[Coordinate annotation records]
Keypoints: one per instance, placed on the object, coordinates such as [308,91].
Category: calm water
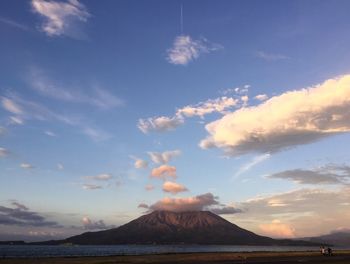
[55,251]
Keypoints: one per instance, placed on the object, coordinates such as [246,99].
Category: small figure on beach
[329,251]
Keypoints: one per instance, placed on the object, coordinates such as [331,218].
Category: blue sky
[112,109]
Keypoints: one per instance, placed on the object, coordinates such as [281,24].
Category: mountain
[336,238]
[164,227]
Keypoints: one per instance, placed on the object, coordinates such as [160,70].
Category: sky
[113,109]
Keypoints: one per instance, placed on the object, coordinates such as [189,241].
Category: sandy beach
[339,257]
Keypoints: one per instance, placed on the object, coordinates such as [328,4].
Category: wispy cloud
[88,224]
[163,123]
[29,110]
[279,214]
[20,215]
[226,210]
[91,187]
[100,177]
[173,187]
[163,157]
[95,96]
[4,152]
[27,166]
[149,187]
[60,166]
[290,119]
[16,120]
[249,165]
[218,105]
[140,164]
[329,174]
[159,124]
[14,24]
[61,18]
[163,172]
[261,97]
[277,229]
[50,133]
[11,106]
[271,56]
[237,90]
[185,49]
[196,203]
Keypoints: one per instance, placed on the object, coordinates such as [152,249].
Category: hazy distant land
[340,257]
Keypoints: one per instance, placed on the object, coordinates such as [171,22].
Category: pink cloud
[164,171]
[173,187]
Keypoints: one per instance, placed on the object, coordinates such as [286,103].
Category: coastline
[339,257]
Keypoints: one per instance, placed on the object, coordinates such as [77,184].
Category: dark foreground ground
[340,257]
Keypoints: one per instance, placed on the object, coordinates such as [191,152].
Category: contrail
[181,20]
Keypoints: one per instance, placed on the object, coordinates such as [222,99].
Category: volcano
[164,227]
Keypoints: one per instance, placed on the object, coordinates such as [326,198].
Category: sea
[31,251]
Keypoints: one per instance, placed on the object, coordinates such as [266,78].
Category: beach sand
[340,257]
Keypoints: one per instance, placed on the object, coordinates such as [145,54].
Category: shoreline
[340,256]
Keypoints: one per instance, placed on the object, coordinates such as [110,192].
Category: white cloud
[277,229]
[159,124]
[149,187]
[14,24]
[247,166]
[100,177]
[96,134]
[261,97]
[16,120]
[290,119]
[245,99]
[226,210]
[95,96]
[27,166]
[91,187]
[50,133]
[61,18]
[163,157]
[4,152]
[163,172]
[271,56]
[2,131]
[143,205]
[237,90]
[196,203]
[295,210]
[11,106]
[90,225]
[140,164]
[60,166]
[164,123]
[185,49]
[29,110]
[218,105]
[173,187]
[329,174]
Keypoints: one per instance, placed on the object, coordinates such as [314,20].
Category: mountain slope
[163,227]
[336,238]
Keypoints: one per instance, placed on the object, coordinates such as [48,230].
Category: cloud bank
[163,123]
[284,121]
[197,203]
[20,215]
[329,174]
[88,224]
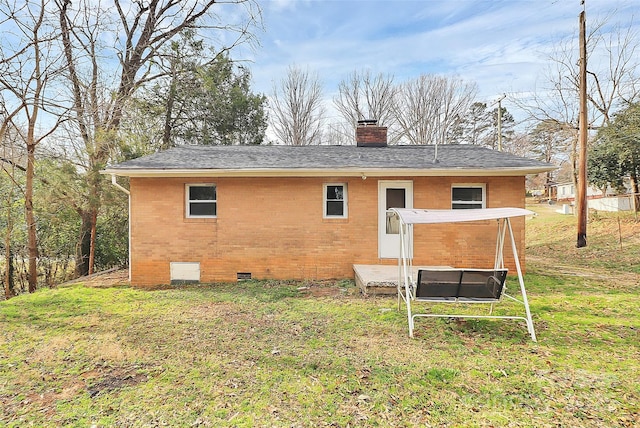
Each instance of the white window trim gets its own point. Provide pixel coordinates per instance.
(482, 186)
(188, 201)
(345, 201)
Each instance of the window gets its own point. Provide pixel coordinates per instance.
(201, 200)
(335, 201)
(468, 196)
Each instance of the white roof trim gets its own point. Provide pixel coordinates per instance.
(421, 216)
(324, 172)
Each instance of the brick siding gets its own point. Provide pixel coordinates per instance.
(274, 228)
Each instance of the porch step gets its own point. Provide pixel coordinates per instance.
(376, 279)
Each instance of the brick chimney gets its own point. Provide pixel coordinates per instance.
(369, 134)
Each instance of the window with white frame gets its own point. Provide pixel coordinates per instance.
(335, 200)
(468, 196)
(202, 200)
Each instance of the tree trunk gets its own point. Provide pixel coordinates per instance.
(32, 241)
(83, 249)
(9, 290)
(636, 193)
(92, 247)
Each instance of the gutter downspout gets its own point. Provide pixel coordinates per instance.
(114, 182)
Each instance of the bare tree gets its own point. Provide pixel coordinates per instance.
(365, 96)
(29, 66)
(110, 52)
(298, 113)
(613, 82)
(430, 108)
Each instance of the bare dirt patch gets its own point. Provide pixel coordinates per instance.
(105, 279)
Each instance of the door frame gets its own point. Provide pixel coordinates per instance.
(388, 246)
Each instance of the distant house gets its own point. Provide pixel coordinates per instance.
(597, 199)
(222, 213)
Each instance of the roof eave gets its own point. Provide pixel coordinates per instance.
(327, 172)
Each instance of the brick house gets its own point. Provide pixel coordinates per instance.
(222, 213)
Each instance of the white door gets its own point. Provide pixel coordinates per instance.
(392, 194)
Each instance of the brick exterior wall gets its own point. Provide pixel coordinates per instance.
(274, 228)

Direction >>
Print every line of the material above verbatim, from start to finish, but omit the pictures.

Solution >>
Keypoints: one per instance, placed on the object, coordinates such as [308,91].
Category: calm water
[55,251]
Keypoints: one per instance, placed on the object, coordinates such as [246,99].
Category: small figure on beach
[329,251]
Keypoints: one per instance, placed on the object, coordinates such as [331,218].
Category: blue sky
[112,109]
Keypoints: one per instance, placed on the object, coordinates such as [281,24].
Category: mountain
[336,238]
[164,227]
Keypoints: one per instance, placed on the object, coordinates such as [160,70].
Category: sky
[113,109]
Keypoints: one per instance, placed on the object, coordinates such as [189,241].
Category: sandy beach
[339,257]
Keypoints: one per instance, placed on the object, coordinates such as [328,4].
Category: wispy cloud
[88,224]
[163,123]
[29,110]
[279,214]
[20,215]
[226,210]
[91,187]
[100,177]
[173,187]
[163,157]
[95,96]
[4,152]
[27,166]
[149,187]
[60,166]
[290,119]
[16,120]
[249,165]
[218,105]
[140,164]
[329,174]
[159,124]
[14,24]
[61,18]
[163,172]
[261,97]
[277,229]
[50,133]
[11,106]
[271,56]
[237,90]
[185,49]
[196,203]
Keypoints: one per instance, placed on the object, coordinates such as [152,249].
Category: hazy distant land
[340,257]
Keypoints: one per instance, placed on the object, coordinates such as [171,22].
Category: pink cloud
[164,171]
[173,187]
Keypoints: one per instance, placed on the object, coordinates such as [286,103].
Category: coastline
[339,257]
Keypoints: one per instance, placed on the object, coordinates such as [77,184].
Category: dark foreground ground
[340,257]
Keypoints: one per instance, placed on the object, coordinates such as [191,152].
Category: contrail
[181,20]
Keypoints: one per instance, placed on the object, coordinates such as [222,99].
Category: volcano
[164,227]
Keypoints: one per instance, placed on the object, coordinates such as [326,198].
Category: sea
[31,251]
Keypoints: one per instance, placed on the object, coordinates such as [266,78].
Category: beach sand
[340,257]
Keypoints: one per instance, placed on the object, coordinates such as [145,54].
Category: shoreline
[340,256]
Keypoints: one per instance, placed on the object, coordinates such as [110,192].
Category: white cloud
[277,229]
[159,124]
[149,187]
[14,24]
[247,166]
[100,177]
[96,134]
[261,97]
[16,120]
[290,119]
[245,99]
[226,210]
[95,96]
[27,166]
[91,187]
[50,133]
[61,18]
[163,157]
[4,152]
[163,172]
[271,56]
[2,131]
[143,205]
[237,90]
[196,203]
[295,210]
[11,106]
[90,225]
[140,164]
[60,166]
[164,123]
[185,49]
[29,110]
[218,105]
[173,187]
[329,174]
Keypoints: one per instance, placed on the object, coordinates such as [314,20].
Category: mountain slope
[163,227]
[336,238]
Keypoints: one per instance, placed on the object, coordinates such as [48,230].
Category: cloud bank
[163,123]
[284,121]
[197,203]
[20,215]
[329,174]
[88,224]
Each instance of the white window trim gets its own point. Provide pixel coordinates per instance.
(482, 186)
(188, 201)
(345, 201)
Each instance of the window gets its own point. Provide pixel coordinates per instance.
(201, 200)
(335, 201)
(468, 196)
Each instance of the white roof trim gets its own point. Provide pixel coordinates per instance.
(421, 216)
(324, 172)
Each instance of the brick siding gets its own point. Provide pixel coordinates per instance.
(274, 228)
Each instance of the porch step gets its own point. Provide pixel coordinates per instance.
(376, 279)
Each instance of the brick chimney gets its own point. Provide pixel coordinates per instance.
(369, 134)
Each instance of the window with white frame gets its own point. Provide pixel coordinates per instance.
(335, 200)
(468, 196)
(202, 200)
Each instance of the tree trunk gets its own point. Provide pixel coordinates per instance.
(32, 241)
(83, 249)
(9, 290)
(636, 193)
(92, 247)
Each instance of the gutter downspout gets its own point. Provide pixel coordinates per instance.
(114, 182)
Each instance of the bare tree gets its own point. Provide pixel coordinates per instance.
(365, 96)
(29, 66)
(110, 52)
(298, 113)
(613, 82)
(430, 108)
Each instance of the bare dirt patch gets its own point. Provide pixel coordinates per instance.
(105, 279)
Each instance of the door frame gets its own point. Provide pixel coordinates per instance.
(388, 246)
Each instance of the distant house gets its own point. Provide pixel coordinates per instance.
(597, 199)
(222, 213)
Each instance of the roof eave gets its own point. Provide pixel coordinates per instance.
(327, 172)
Each instance of the brick house gets its own point. Provide pixel coordinates per instance.
(222, 213)
Each instance of the white door gets its own point. Provide pixel coordinates per instance.
(392, 194)
Each instance of the brick exterior wall gets its own point. Provide pixel coordinates per instance.
(274, 228)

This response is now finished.